## What you are asked to do
Could you transcribe every line of the entries below word for word, leaving out the pictures?

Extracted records
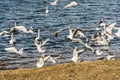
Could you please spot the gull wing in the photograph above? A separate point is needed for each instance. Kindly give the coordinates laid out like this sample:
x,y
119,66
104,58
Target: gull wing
x,y
21,28
44,42
40,63
11,49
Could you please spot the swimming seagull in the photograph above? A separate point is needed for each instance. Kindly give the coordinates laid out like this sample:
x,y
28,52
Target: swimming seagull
x,y
22,28
86,45
43,59
109,28
51,3
98,51
12,40
71,33
14,50
80,33
111,56
5,33
55,34
37,42
40,46
71,4
76,53
117,34
46,11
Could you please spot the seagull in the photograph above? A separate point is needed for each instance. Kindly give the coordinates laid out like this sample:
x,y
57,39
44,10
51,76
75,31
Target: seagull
x,y
46,11
43,59
86,45
5,33
80,33
14,50
71,4
117,34
98,51
40,46
102,24
55,34
71,33
76,53
12,40
109,28
22,28
51,3
37,42
100,40
111,56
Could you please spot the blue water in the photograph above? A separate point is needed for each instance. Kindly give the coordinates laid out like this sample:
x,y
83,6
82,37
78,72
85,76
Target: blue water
x,y
32,13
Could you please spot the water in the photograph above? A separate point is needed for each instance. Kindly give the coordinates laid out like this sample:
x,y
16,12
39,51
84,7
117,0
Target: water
x,y
32,13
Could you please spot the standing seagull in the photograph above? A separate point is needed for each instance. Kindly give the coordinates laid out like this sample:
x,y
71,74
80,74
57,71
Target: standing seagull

## Response to the exercise
Could you please spot the gull wing in the photograph above? A separate point is needed for each instance. Kindly give the coordinates laid out like this sample:
x,y
119,66
104,58
Target: gull wing
x,y
21,28
44,42
40,63
11,49
Could you please spot the swimming seagull in the photograph above? A separate point is needed for each instance. Kindly give the coordinates laid out like this sample:
x,y
28,52
Target: swimming seagull
x,y
22,28
86,45
43,59
109,28
51,3
98,51
12,40
71,33
14,50
80,33
111,56
5,33
55,34
37,42
40,46
71,4
76,53
117,34
46,11
Could you please spot the seagull in the photograph above? A separate point is needed for each instance. Kindly give the coordinates laid out like this sample:
x,y
57,39
44,10
51,76
75,31
Target: seagull
x,y
46,11
43,59
86,45
5,33
80,33
14,50
71,4
117,34
98,51
40,46
102,24
55,34
71,33
76,53
12,40
109,28
22,28
51,3
37,42
100,40
111,56
Could you please spot the blue water in the photograph above? A separate point is needed for each instance. Kindly give the coordinates laid out like this sample:
x,y
83,6
82,37
78,72
85,76
Target: blue water
x,y
32,13
Could you please spot the water in the photograph above? A separate point is needed for each instance. Kindly give the coordinates laid out like this sample:
x,y
16,12
39,51
84,7
117,0
Target: water
x,y
32,13
Could you please spot the standing seagull in the photograph above? A separate point is needed for each instance. Kindly give the coordinates laid out like this sample:
x,y
71,74
80,74
57,71
Target: standing seagull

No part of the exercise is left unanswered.